Given data:
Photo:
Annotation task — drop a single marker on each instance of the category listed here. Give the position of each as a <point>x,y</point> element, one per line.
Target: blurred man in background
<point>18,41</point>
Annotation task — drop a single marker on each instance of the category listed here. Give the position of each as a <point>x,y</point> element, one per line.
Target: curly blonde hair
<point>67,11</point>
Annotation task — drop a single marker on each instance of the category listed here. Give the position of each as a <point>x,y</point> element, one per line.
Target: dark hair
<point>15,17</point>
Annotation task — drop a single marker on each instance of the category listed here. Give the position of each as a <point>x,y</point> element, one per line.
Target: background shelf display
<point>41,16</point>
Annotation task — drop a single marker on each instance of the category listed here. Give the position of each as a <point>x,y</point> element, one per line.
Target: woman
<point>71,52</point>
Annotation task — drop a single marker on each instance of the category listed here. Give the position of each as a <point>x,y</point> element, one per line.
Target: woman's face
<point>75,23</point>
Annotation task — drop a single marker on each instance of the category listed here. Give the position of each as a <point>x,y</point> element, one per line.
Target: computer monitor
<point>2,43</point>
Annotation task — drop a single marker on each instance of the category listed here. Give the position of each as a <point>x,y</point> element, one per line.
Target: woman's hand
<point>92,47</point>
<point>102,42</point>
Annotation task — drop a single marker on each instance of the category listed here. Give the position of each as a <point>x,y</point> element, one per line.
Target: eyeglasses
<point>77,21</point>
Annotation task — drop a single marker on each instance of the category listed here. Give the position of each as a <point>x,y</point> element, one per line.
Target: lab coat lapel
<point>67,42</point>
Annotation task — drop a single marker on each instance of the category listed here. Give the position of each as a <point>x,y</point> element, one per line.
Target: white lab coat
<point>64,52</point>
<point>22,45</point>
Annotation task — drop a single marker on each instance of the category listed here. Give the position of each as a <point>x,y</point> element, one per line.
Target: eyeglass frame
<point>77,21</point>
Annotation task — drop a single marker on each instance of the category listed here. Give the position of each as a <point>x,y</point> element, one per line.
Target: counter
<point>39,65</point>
...
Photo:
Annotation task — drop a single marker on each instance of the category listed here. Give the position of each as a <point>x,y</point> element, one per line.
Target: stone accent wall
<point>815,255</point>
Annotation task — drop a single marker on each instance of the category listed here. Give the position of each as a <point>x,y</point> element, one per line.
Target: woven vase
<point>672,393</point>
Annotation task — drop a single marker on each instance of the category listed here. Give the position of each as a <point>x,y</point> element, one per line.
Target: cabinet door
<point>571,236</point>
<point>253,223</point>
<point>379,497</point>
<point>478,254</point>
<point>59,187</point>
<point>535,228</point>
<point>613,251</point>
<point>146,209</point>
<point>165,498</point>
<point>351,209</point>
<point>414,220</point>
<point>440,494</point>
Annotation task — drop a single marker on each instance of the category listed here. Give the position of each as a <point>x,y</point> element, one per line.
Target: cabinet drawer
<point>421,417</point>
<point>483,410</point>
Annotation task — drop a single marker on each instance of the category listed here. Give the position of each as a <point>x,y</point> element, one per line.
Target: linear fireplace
...
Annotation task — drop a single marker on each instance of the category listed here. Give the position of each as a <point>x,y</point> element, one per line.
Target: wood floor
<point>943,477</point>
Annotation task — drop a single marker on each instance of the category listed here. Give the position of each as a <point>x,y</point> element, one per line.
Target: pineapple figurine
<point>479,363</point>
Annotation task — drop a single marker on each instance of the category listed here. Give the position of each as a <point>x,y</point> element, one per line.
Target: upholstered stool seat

What to do:
Show each line of the records above that contains the word "background", copying every such line in full.

Answer to this problem:
Target: blurred man in background
Target: background shelf display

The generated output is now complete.